- [Task goal]
Arrange every line of the material below as a Markdown table with the columns Row and Content. Number the rows in order, and leave out blank lines.

- [Data to use]
------------------------------

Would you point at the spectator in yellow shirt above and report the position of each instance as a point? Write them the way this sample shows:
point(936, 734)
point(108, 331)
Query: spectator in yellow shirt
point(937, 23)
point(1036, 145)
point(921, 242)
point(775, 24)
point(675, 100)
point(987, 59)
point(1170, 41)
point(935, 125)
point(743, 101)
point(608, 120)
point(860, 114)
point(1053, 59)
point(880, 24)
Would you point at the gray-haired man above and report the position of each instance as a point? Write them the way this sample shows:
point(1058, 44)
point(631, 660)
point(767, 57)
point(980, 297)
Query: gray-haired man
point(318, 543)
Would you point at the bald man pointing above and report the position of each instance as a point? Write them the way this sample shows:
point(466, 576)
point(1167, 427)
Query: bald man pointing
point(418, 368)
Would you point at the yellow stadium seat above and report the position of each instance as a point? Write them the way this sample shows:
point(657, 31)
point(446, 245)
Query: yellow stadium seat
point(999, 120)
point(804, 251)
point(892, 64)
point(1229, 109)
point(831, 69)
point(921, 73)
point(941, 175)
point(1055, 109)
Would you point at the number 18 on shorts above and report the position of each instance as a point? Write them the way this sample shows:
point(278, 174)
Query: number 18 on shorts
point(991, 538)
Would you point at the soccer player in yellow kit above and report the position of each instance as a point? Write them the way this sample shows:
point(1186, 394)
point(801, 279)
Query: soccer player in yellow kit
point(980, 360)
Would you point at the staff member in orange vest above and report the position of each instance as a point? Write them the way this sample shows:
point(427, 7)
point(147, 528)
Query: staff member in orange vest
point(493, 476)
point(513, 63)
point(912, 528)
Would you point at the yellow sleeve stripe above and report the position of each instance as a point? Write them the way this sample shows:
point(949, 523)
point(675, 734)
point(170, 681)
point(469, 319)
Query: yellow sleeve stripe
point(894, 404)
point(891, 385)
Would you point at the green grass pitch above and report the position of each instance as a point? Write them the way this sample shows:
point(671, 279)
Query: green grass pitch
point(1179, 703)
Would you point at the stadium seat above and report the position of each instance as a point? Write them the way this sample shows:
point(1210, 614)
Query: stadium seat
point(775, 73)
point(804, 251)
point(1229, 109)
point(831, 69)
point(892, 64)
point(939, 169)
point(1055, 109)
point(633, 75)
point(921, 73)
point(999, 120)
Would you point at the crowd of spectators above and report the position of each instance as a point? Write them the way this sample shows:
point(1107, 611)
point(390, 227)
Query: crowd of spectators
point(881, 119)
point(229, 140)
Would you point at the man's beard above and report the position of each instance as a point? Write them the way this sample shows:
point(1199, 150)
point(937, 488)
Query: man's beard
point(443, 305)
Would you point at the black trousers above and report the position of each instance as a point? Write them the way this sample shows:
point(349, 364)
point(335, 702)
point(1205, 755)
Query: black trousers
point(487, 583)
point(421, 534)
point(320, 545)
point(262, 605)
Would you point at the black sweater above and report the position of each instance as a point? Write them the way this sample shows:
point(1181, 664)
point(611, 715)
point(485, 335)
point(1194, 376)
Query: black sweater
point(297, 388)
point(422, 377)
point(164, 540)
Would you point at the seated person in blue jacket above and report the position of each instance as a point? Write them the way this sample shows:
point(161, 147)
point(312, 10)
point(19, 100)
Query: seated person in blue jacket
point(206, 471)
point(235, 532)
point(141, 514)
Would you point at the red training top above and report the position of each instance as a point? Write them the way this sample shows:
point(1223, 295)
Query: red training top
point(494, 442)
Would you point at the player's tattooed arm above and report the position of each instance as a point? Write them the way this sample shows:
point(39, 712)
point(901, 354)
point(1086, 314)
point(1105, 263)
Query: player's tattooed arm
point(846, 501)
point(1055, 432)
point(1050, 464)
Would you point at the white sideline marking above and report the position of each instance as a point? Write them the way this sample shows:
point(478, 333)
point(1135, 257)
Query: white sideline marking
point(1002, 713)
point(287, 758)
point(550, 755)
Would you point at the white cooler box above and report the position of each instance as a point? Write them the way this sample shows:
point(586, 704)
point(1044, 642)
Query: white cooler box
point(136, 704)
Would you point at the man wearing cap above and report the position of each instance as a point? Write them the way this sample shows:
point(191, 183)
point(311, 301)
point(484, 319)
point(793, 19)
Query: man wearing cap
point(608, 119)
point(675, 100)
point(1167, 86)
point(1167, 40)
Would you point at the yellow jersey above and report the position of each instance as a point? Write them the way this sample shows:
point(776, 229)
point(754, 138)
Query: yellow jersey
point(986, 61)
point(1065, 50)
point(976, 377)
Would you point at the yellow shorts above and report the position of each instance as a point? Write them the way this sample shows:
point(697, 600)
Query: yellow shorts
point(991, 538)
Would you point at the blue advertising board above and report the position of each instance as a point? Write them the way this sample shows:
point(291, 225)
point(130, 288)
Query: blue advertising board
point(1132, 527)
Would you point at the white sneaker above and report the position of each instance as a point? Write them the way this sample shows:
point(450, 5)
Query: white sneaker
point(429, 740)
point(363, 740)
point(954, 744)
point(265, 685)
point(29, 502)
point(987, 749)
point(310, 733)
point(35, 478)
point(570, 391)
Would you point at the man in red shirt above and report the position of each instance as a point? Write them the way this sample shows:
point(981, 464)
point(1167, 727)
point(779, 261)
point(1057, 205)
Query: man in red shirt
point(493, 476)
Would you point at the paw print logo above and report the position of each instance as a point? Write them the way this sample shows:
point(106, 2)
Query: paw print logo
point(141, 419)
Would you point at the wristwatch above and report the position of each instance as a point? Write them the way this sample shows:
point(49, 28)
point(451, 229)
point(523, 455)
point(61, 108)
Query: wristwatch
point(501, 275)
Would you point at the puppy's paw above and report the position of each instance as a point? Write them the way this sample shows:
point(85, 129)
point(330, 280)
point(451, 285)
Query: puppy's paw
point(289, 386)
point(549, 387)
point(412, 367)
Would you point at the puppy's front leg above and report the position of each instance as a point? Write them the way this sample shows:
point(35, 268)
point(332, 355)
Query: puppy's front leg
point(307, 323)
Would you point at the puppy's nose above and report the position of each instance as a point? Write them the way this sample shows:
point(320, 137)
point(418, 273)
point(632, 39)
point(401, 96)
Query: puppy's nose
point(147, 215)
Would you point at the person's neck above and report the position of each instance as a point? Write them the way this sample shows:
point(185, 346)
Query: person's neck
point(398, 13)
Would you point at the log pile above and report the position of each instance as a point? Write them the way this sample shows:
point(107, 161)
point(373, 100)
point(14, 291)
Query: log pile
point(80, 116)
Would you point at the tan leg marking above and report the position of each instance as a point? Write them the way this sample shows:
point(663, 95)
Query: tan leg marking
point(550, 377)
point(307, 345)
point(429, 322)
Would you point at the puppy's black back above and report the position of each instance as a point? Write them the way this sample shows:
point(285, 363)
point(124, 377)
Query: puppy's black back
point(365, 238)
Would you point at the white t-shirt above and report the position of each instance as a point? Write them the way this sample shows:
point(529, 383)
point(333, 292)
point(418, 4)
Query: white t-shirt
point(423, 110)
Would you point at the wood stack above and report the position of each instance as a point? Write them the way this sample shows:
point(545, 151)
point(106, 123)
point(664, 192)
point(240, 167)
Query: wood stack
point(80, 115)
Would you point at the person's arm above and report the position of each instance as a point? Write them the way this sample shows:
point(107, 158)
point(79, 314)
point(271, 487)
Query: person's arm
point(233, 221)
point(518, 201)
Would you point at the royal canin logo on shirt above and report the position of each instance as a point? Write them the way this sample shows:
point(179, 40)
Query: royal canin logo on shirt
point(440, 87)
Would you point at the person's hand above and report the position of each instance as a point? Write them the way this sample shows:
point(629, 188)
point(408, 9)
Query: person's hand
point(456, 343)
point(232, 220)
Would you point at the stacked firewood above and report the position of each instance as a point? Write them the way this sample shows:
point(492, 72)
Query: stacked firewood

------------------------------

- [Result]
| Row | Content |
|---|---|
| 1 | Would you point at the spectator in yellow shirt above and report the position of each instance as a point? Write them the way this sample shows: |
| 2 | point(936, 734) |
| 3 | point(108, 331) |
| 4 | Query: spectator in yellow shirt |
| 5 | point(937, 23) |
| 6 | point(1036, 145) |
| 7 | point(921, 242) |
| 8 | point(775, 24) |
| 9 | point(675, 100) |
| 10 | point(987, 59) |
| 11 | point(1170, 41) |
| 12 | point(935, 125) |
| 13 | point(743, 101) |
| 14 | point(608, 120) |
| 15 | point(860, 114) |
| 16 | point(1053, 59) |
| 17 | point(880, 24) |
| 18 | Would you point at the gray-haired man above and report the position of each instance as a point? Write them the way this sample shows: |
| 19 | point(1058, 44) |
| 20 | point(631, 660) |
| 21 | point(767, 57) |
| 22 | point(980, 297) |
| 23 | Query: gray-haired man |
| 24 | point(318, 543) |
| 25 | Would you point at the bald man pointing above and report the position of each instance as a point? Write them the way this sample shows: |
| 26 | point(466, 576) |
| 27 | point(1167, 427) |
| 28 | Query: bald man pointing |
| 29 | point(418, 368) |
| 30 | Would you point at the yellow stadium seat above and report the position of each instance as a point? Write them the way this sample shows: |
| 31 | point(657, 31) |
| 32 | point(446, 245) |
| 33 | Query: yellow stadium seat |
| 34 | point(999, 120) |
| 35 | point(804, 251) |
| 36 | point(892, 64) |
| 37 | point(1229, 109) |
| 38 | point(831, 69) |
| 39 | point(921, 73) |
| 40 | point(941, 175) |
| 41 | point(1055, 109) |
| 42 | Would you point at the number 18 on shorts above and report the position of each instance as a point? Write them the way this sample shows: |
| 43 | point(278, 174) |
| 44 | Query: number 18 on shorts |
| 45 | point(991, 538) |
| 46 | Would you point at the soccer player in yellow kit above and report the position of each instance as a point? Write them the way this sample shows: |
| 47 | point(1186, 394) |
| 48 | point(801, 279) |
| 49 | Query: soccer player in yellow kit |
| 50 | point(980, 360) |
| 51 | Would you point at the staff member in orange vest above and report the position of each instance as a point? Write them the way this sample shows: |
| 52 | point(427, 7) |
| 53 | point(147, 528) |
| 54 | Query: staff member in orange vest |
| 55 | point(493, 476) |
| 56 | point(513, 63) |
| 57 | point(912, 528) |
| 58 | Would you point at the yellow sleeve stripe above and report the position of each instance as a point? Write them the way this sample shows: |
| 59 | point(949, 523) |
| 60 | point(675, 734) |
| 61 | point(170, 681) |
| 62 | point(469, 319) |
| 63 | Query: yellow sleeve stripe |
| 64 | point(894, 404) |
| 65 | point(891, 385) |
| 66 | Would you point at the green grass pitch above and report the position of each instance as a point? Write them the way this sample shows: |
| 67 | point(671, 279) |
| 68 | Query: green grass pitch |
| 69 | point(1179, 703) |
| 70 | Would you point at the stadium seat above and report the position of each instance as a point? Write them the way this sample shows: |
| 71 | point(1210, 614) |
| 72 | Query: stadium seat |
| 73 | point(775, 73) |
| 74 | point(804, 251) |
| 75 | point(1229, 109) |
| 76 | point(831, 69) |
| 77 | point(892, 64) |
| 78 | point(939, 169) |
| 79 | point(1055, 109) |
| 80 | point(633, 75) |
| 81 | point(921, 73) |
| 82 | point(999, 120) |
| 83 | Would you point at the crowd of spectators above and report the position of each instance as a point? Write them the way this sample shows: |
| 84 | point(1107, 611) |
| 85 | point(390, 227) |
| 86 | Query: crowd of spectators |
| 87 | point(881, 119) |
| 88 | point(229, 140) |
| 89 | Would you point at the man's beard above and report the position of each instance as a point? Write them the way this sample shows: |
| 90 | point(1199, 150) |
| 91 | point(937, 488) |
| 92 | Query: man's beard |
| 93 | point(443, 305) |
| 94 | Would you point at the black trousers above and report the position of each instance as a point? Write them the way this sample shows: |
| 95 | point(349, 364) |
| 96 | point(335, 702) |
| 97 | point(1205, 755) |
| 98 | Query: black trousers |
| 99 | point(487, 583) |
| 100 | point(421, 534) |
| 101 | point(320, 545) |
| 102 | point(262, 605) |
| 103 | Would you point at the black sweater above and report the position of each instance as a point? Write them the way this sample shows: |
| 104 | point(1181, 664) |
| 105 | point(611, 715) |
| 106 | point(485, 335) |
| 107 | point(1194, 376) |
| 108 | Query: black sweater |
| 109 | point(297, 388) |
| 110 | point(422, 377) |
| 111 | point(164, 540) |
| 112 | Would you point at the seated person in blue jacket above and report the position of each instance as a point? Write them the way this sample shows: |
| 113 | point(161, 147) |
| 114 | point(312, 10) |
| 115 | point(19, 100) |
| 116 | Query: seated person in blue jacket |
| 117 | point(206, 471) |
| 118 | point(235, 532) |
| 119 | point(141, 514) |
| 120 | Would you point at the red training top above and report the position of each instance as a point? Write them the way this sample shows: |
| 121 | point(1223, 295) |
| 122 | Query: red training top |
| 123 | point(494, 442) |
| 124 | Would you point at the player's tattooed arm above and report the position of each instance as a point? Write them the way this sample shows: |
| 125 | point(39, 712) |
| 126 | point(901, 354) |
| 127 | point(1086, 314) |
| 128 | point(1105, 263) |
| 129 | Query: player's tattooed arm |
| 130 | point(846, 501) |
| 131 | point(1055, 432) |
| 132 | point(1050, 464) |
| 133 | Would you point at the white sideline marking above and report the position of each instance as a point? Write them the way this sample shows: |
| 134 | point(478, 333) |
| 135 | point(1135, 257) |
| 136 | Query: white sideline marking |
| 137 | point(1002, 713) |
| 138 | point(287, 758) |
| 139 | point(550, 755) |
| 140 | Would you point at the white cooler box above and report the position of each instance as a point? Write them the way this sample shows: |
| 141 | point(586, 704) |
| 142 | point(1044, 642) |
| 143 | Query: white cooler box |
| 144 | point(136, 704) |
| 145 | Would you point at the man wearing cap above and report the position of each instance as a point? Write them the way this sample shows: |
| 146 | point(191, 183) |
| 147 | point(311, 301) |
| 148 | point(484, 319) |
| 149 | point(793, 19) |
| 150 | Query: man wearing cap |
| 151 | point(608, 119) |
| 152 | point(675, 100) |
| 153 | point(1167, 86) |
| 154 | point(1167, 40) |
| 155 | Would you point at the yellow jersey above and report the position of each instance as a point? Write them the way this sample shows: |
| 156 | point(776, 229) |
| 157 | point(754, 138) |
| 158 | Query: yellow jersey |
| 159 | point(986, 61) |
| 160 | point(1065, 50) |
| 161 | point(976, 377) |
| 162 | Would you point at the yellow shorts above and report the position of each instance as a point? Write them the way this sample shows: |
| 163 | point(697, 600) |
| 164 | Query: yellow shorts |
| 165 | point(991, 538) |
| 166 | Would you point at the blue advertising board above and report the position of each instance as a point? Write them the way this sample shows: |
| 167 | point(291, 225) |
| 168 | point(130, 288) |
| 169 | Query: blue advertising board |
| 170 | point(1132, 527) |
| 171 | Would you point at the white sneaker above and report the position of each instance as a point? Write them the way this sample shows: |
| 172 | point(450, 5) |
| 173 | Query: white sneaker |
| 174 | point(429, 740) |
| 175 | point(363, 740) |
| 176 | point(954, 744) |
| 177 | point(265, 685) |
| 178 | point(29, 502) |
| 179 | point(987, 749) |
| 180 | point(310, 733) |
| 181 | point(35, 478) |
| 182 | point(570, 391) |
| 183 | Would you point at the man in red shirt above and report the position of each instance as a point? Write them the way this sample shows: |
| 184 | point(981, 464) |
| 185 | point(1167, 727) |
| 186 | point(779, 261) |
| 187 | point(1057, 205) |
| 188 | Query: man in red shirt |
| 189 | point(493, 476) |
| 190 | Would you point at the paw print logo above and report the position of each instance as a point? Write them the way this sample shows: |
| 191 | point(106, 2) |
| 192 | Query: paw print logo |
| 193 | point(141, 419) |
| 194 | Would you point at the wristwatch above and report the position of each instance as a point? Write them the way this sample shows: |
| 195 | point(49, 28) |
| 196 | point(451, 229) |
| 197 | point(523, 455) |
| 198 | point(61, 108) |
| 199 | Query: wristwatch |
| 200 | point(501, 275) |
| 201 | Would you point at the puppy's paw above and report the position of each instance as a point? Write them the way this sample shows: |
| 202 | point(85, 129) |
| 203 | point(330, 280) |
| 204 | point(451, 285) |
| 205 | Query: puppy's paw |
| 206 | point(289, 386) |
| 207 | point(549, 387) |
| 208 | point(412, 367) |
| 209 | Would you point at the puppy's front leg above and report the position of each instance as a point? Write them the way this sample shows: |
| 210 | point(35, 268) |
| 211 | point(332, 355) |
| 212 | Query: puppy's front leg |
| 213 | point(307, 323) |
| 214 | Would you point at the puppy's nose above and report the position of each instance as a point? Write them the way this sample shows: |
| 215 | point(320, 137) |
| 216 | point(418, 273) |
| 217 | point(632, 39) |
| 218 | point(401, 96) |
| 219 | Query: puppy's nose |
| 220 | point(147, 215) |
| 221 | Would you point at the person's neck above and report the position of each instance as a point? Write them the way this sample shows: |
| 222 | point(185, 346) |
| 223 | Query: person's neck |
| 224 | point(398, 13) |
| 225 | Would you point at the log pile above and report the position of each instance as a point? Write them the way this sample shows: |
| 226 | point(107, 161) |
| 227 | point(373, 100) |
| 228 | point(14, 291) |
| 229 | Query: log pile |
| 230 | point(80, 116) |
| 231 | Would you point at the tan leg marking above and report the position of each instance as a point? Write them the way this sample shows: |
| 232 | point(663, 95) |
| 233 | Query: tan leg marking |
| 234 | point(550, 377) |
| 235 | point(307, 345) |
| 236 | point(429, 322) |
| 237 | Would you point at the puppy's black back above and report the position of each instance as a point? Write them the way this sample shows: |
| 238 | point(285, 363) |
| 239 | point(124, 377) |
| 240 | Query: puppy's black back |
| 241 | point(365, 238) |
| 242 | Would you point at the white t-shirt above and report the position of each instance as a point? Write them the way this sample shows: |
| 243 | point(529, 383) |
| 244 | point(333, 292) |
| 245 | point(418, 4) |
| 246 | Query: white t-shirt |
| 247 | point(423, 110) |
| 248 | Would you point at the wood stack above and report the position of each instance as a point? Write them the way this sample shows: |
| 249 | point(545, 151) |
| 250 | point(106, 123) |
| 251 | point(664, 192) |
| 252 | point(240, 167) |
| 253 | Query: wood stack |
| 254 | point(80, 115) |
| 255 | Would you point at the person's arm above and report the position of each instance as a point? Write them the way this sample shows: |
| 256 | point(107, 158) |
| 257 | point(79, 314) |
| 258 | point(271, 487) |
| 259 | Query: person's arm |
| 260 | point(233, 221) |
| 261 | point(518, 201) |
| 262 | Would you point at the royal canin logo on shirt above and report the position of each instance as a point? Write them the way this sample shows: |
| 263 | point(179, 40) |
| 264 | Query: royal canin logo on shirt |
| 265 | point(440, 87) |
| 266 | Would you point at the person's hand above and report the position of each instance as a point? Write them the way this sample shows: |
| 267 | point(629, 188) |
| 268 | point(408, 9) |
| 269 | Query: person's hand |
| 270 | point(456, 343) |
| 271 | point(232, 220) |
| 272 | Would you point at the stacked firewood above and report the position of each instance as a point? Write them the way this sample shows: |
| 273 | point(492, 72) |
| 274 | Query: stacked firewood |